* DIRECTION:
Rewrite the items from the line containing "is the dog's" through the end of the records, replacing "wildlife monitoring station" with "trail camera" and leaving everything else unchanged.

* Recorded data:
_ _ _ _
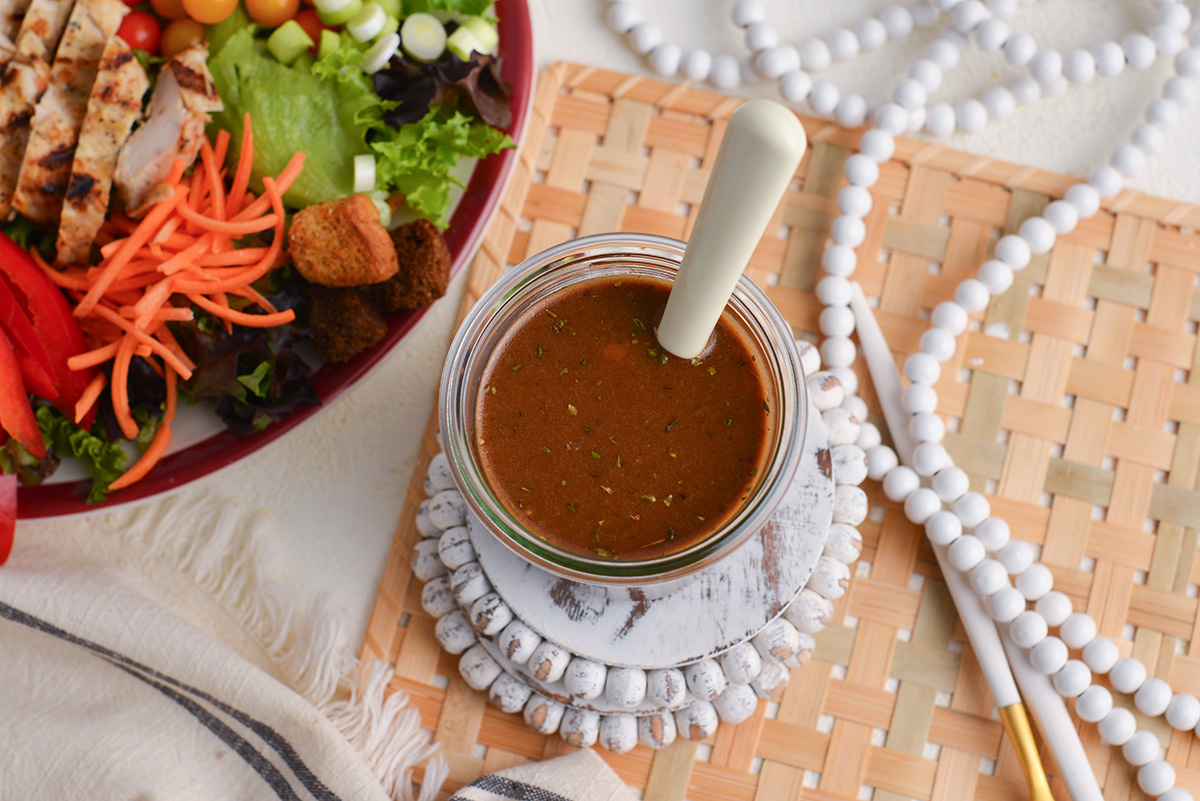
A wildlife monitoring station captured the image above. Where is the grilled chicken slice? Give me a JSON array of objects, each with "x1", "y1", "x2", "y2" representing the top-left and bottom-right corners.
[
  {"x1": 0, "y1": 0, "x2": 29, "y2": 40},
  {"x1": 0, "y1": 0, "x2": 29, "y2": 47},
  {"x1": 12, "y1": 0, "x2": 128, "y2": 225},
  {"x1": 114, "y1": 44, "x2": 223, "y2": 218},
  {"x1": 0, "y1": 0, "x2": 73, "y2": 218},
  {"x1": 58, "y1": 36, "x2": 150, "y2": 265}
]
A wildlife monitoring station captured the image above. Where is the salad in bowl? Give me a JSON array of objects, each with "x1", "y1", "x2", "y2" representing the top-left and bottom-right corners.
[{"x1": 0, "y1": 0, "x2": 529, "y2": 546}]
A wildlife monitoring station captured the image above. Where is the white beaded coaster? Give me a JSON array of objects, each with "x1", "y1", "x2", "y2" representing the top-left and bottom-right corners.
[{"x1": 413, "y1": 343, "x2": 870, "y2": 752}]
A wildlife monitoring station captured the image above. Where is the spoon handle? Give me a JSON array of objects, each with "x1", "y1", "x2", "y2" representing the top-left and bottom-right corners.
[{"x1": 659, "y1": 100, "x2": 806, "y2": 359}]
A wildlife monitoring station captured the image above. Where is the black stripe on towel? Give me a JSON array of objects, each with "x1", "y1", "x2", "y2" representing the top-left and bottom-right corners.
[
  {"x1": 0, "y1": 601, "x2": 341, "y2": 801},
  {"x1": 104, "y1": 660, "x2": 300, "y2": 801},
  {"x1": 450, "y1": 776, "x2": 571, "y2": 801}
]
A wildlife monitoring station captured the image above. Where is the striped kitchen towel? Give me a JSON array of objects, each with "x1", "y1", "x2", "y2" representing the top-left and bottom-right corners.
[
  {"x1": 450, "y1": 748, "x2": 637, "y2": 801},
  {"x1": 0, "y1": 495, "x2": 445, "y2": 801}
]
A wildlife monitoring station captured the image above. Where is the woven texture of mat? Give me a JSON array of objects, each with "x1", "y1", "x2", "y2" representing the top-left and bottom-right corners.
[{"x1": 364, "y1": 64, "x2": 1200, "y2": 801}]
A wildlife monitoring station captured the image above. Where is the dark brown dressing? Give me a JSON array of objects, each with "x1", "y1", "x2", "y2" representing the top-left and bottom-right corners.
[{"x1": 476, "y1": 276, "x2": 773, "y2": 560}]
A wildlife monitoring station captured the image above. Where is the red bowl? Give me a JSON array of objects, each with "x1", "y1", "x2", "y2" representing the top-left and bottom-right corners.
[{"x1": 18, "y1": 0, "x2": 534, "y2": 519}]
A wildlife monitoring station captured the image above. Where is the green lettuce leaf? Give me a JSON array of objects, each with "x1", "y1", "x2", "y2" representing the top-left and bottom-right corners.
[
  {"x1": 209, "y1": 25, "x2": 379, "y2": 207},
  {"x1": 403, "y1": 0, "x2": 494, "y2": 17},
  {"x1": 371, "y1": 107, "x2": 515, "y2": 228},
  {"x1": 35, "y1": 405, "x2": 128, "y2": 504},
  {"x1": 209, "y1": 21, "x2": 515, "y2": 228}
]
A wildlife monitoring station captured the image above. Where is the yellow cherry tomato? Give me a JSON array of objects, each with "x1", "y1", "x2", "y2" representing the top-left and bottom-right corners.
[
  {"x1": 184, "y1": 0, "x2": 238, "y2": 25},
  {"x1": 150, "y1": 0, "x2": 187, "y2": 19},
  {"x1": 160, "y1": 18, "x2": 208, "y2": 59},
  {"x1": 246, "y1": 0, "x2": 300, "y2": 28}
]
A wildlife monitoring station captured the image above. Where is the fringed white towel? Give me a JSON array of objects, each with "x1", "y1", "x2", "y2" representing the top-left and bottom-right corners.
[
  {"x1": 450, "y1": 748, "x2": 637, "y2": 801},
  {"x1": 0, "y1": 495, "x2": 445, "y2": 801}
]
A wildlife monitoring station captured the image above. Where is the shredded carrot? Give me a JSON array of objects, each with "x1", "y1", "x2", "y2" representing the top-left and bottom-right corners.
[
  {"x1": 229, "y1": 112, "x2": 258, "y2": 217},
  {"x1": 187, "y1": 293, "x2": 296, "y2": 329},
  {"x1": 76, "y1": 371, "x2": 108, "y2": 423},
  {"x1": 108, "y1": 369, "x2": 178, "y2": 489},
  {"x1": 65, "y1": 115, "x2": 305, "y2": 489},
  {"x1": 67, "y1": 341, "x2": 121, "y2": 369},
  {"x1": 74, "y1": 185, "x2": 187, "y2": 317}
]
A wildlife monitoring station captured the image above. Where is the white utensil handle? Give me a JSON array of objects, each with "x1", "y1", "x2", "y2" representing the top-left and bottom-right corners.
[
  {"x1": 850, "y1": 283, "x2": 1104, "y2": 801},
  {"x1": 659, "y1": 100, "x2": 808, "y2": 359},
  {"x1": 850, "y1": 283, "x2": 1021, "y2": 706}
]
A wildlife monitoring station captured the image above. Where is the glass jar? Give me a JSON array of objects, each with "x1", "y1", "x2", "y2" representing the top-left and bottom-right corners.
[{"x1": 438, "y1": 234, "x2": 809, "y2": 586}]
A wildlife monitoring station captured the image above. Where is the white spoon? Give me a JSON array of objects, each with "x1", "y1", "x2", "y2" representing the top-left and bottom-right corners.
[{"x1": 658, "y1": 100, "x2": 806, "y2": 359}]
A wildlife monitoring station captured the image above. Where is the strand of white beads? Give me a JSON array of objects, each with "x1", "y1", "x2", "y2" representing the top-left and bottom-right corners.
[{"x1": 801, "y1": 0, "x2": 1200, "y2": 801}]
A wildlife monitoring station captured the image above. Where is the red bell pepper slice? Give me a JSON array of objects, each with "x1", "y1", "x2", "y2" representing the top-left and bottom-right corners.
[
  {"x1": 0, "y1": 267, "x2": 59, "y2": 398},
  {"x1": 0, "y1": 330, "x2": 46, "y2": 458},
  {"x1": 0, "y1": 474, "x2": 17, "y2": 565},
  {"x1": 0, "y1": 233, "x2": 96, "y2": 428}
]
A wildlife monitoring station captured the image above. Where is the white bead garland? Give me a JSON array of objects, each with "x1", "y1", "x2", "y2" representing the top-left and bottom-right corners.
[{"x1": 614, "y1": 0, "x2": 1200, "y2": 801}]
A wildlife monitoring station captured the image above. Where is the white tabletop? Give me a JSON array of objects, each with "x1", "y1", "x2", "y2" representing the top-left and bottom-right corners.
[{"x1": 28, "y1": 0, "x2": 1200, "y2": 643}]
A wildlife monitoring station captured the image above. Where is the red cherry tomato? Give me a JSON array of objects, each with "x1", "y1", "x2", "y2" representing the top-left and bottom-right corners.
[
  {"x1": 294, "y1": 8, "x2": 329, "y2": 53},
  {"x1": 246, "y1": 0, "x2": 300, "y2": 27},
  {"x1": 151, "y1": 0, "x2": 187, "y2": 19},
  {"x1": 116, "y1": 11, "x2": 162, "y2": 55}
]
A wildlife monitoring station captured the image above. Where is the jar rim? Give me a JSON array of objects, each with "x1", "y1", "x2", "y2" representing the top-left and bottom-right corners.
[{"x1": 438, "y1": 234, "x2": 808, "y2": 585}]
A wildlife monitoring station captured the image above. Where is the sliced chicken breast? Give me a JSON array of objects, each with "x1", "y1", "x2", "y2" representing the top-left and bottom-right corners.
[
  {"x1": 0, "y1": 0, "x2": 74, "y2": 217},
  {"x1": 0, "y1": 0, "x2": 29, "y2": 42},
  {"x1": 58, "y1": 36, "x2": 150, "y2": 265},
  {"x1": 114, "y1": 44, "x2": 223, "y2": 217},
  {"x1": 12, "y1": 0, "x2": 128, "y2": 225}
]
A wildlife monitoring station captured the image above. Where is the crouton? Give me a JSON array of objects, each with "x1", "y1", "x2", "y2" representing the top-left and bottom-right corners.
[
  {"x1": 288, "y1": 194, "x2": 400, "y2": 287},
  {"x1": 305, "y1": 284, "x2": 388, "y2": 362},
  {"x1": 366, "y1": 219, "x2": 450, "y2": 313}
]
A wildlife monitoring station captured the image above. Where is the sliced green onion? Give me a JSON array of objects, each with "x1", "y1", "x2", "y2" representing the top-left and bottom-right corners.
[
  {"x1": 371, "y1": 0, "x2": 400, "y2": 18},
  {"x1": 317, "y1": 0, "x2": 362, "y2": 25},
  {"x1": 317, "y1": 28, "x2": 342, "y2": 59},
  {"x1": 313, "y1": 0, "x2": 354, "y2": 14},
  {"x1": 400, "y1": 13, "x2": 446, "y2": 61},
  {"x1": 376, "y1": 14, "x2": 400, "y2": 41},
  {"x1": 446, "y1": 28, "x2": 484, "y2": 61},
  {"x1": 362, "y1": 34, "x2": 400, "y2": 74},
  {"x1": 266, "y1": 19, "x2": 313, "y2": 64},
  {"x1": 346, "y1": 2, "x2": 388, "y2": 42},
  {"x1": 354, "y1": 153, "x2": 374, "y2": 192},
  {"x1": 458, "y1": 17, "x2": 500, "y2": 55}
]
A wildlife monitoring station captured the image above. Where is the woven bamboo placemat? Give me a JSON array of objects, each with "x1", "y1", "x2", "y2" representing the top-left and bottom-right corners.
[{"x1": 362, "y1": 64, "x2": 1200, "y2": 801}]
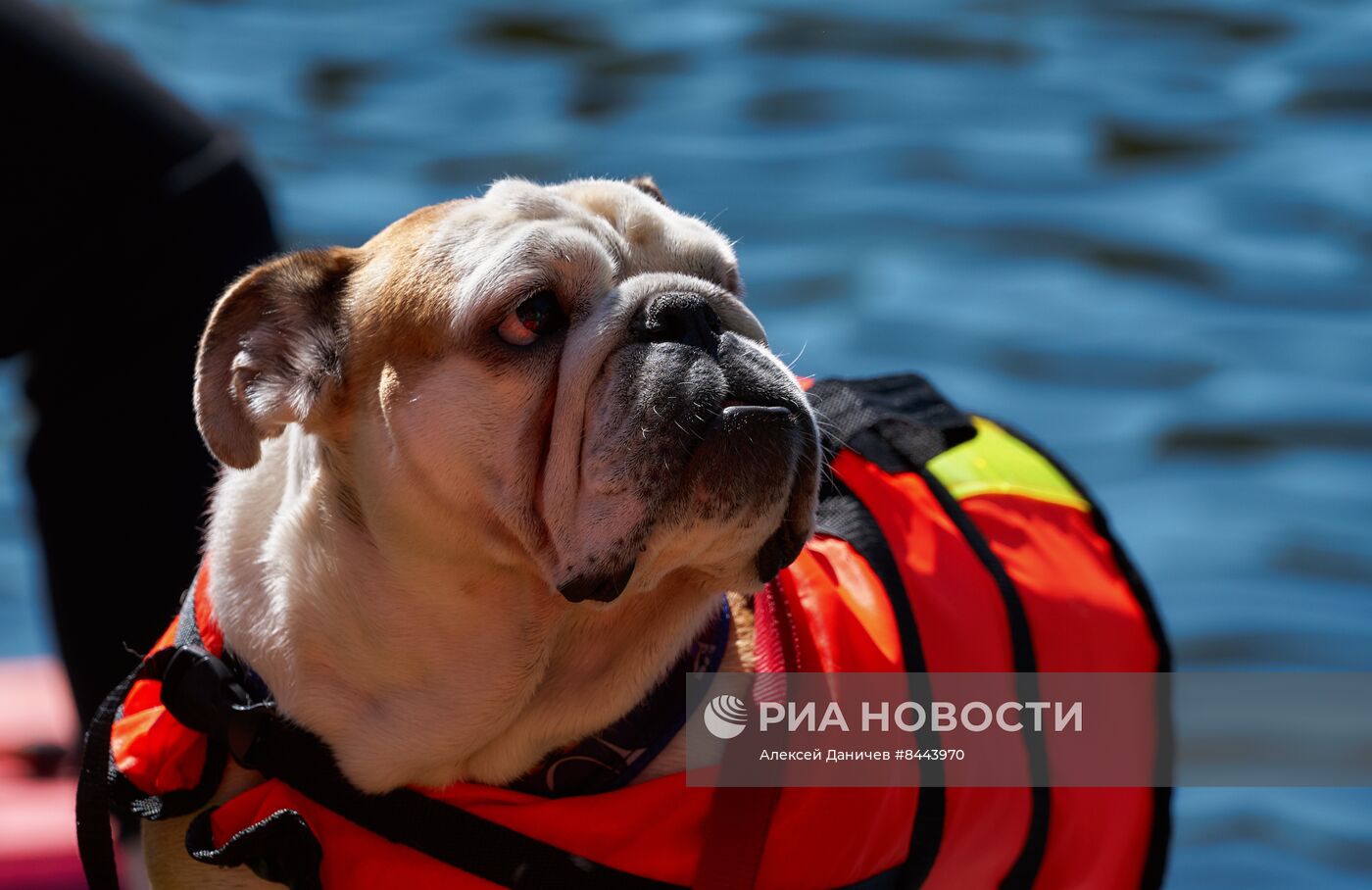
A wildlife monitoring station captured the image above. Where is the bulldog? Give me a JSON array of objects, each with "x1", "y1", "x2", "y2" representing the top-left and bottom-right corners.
[{"x1": 145, "y1": 178, "x2": 820, "y2": 886}]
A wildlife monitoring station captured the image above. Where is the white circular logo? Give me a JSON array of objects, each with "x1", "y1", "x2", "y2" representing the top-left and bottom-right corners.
[{"x1": 706, "y1": 695, "x2": 748, "y2": 739}]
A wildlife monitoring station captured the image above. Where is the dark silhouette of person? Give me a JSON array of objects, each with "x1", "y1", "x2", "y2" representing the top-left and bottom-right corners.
[{"x1": 0, "y1": 0, "x2": 277, "y2": 724}]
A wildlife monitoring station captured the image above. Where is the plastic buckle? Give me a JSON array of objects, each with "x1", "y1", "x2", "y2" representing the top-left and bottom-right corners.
[{"x1": 162, "y1": 646, "x2": 274, "y2": 767}]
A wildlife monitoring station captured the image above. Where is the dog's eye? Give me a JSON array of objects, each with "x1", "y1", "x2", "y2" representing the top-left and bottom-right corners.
[{"x1": 495, "y1": 291, "x2": 566, "y2": 346}]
_ _ _ _
* THE RESULT:
A trail camera captured the image above. Where is the dog's eye? Give me a JSON array of objects, each with "x1", "y1", "x2", "y2" representing the top-left and bottom-right corners.
[{"x1": 495, "y1": 291, "x2": 566, "y2": 346}]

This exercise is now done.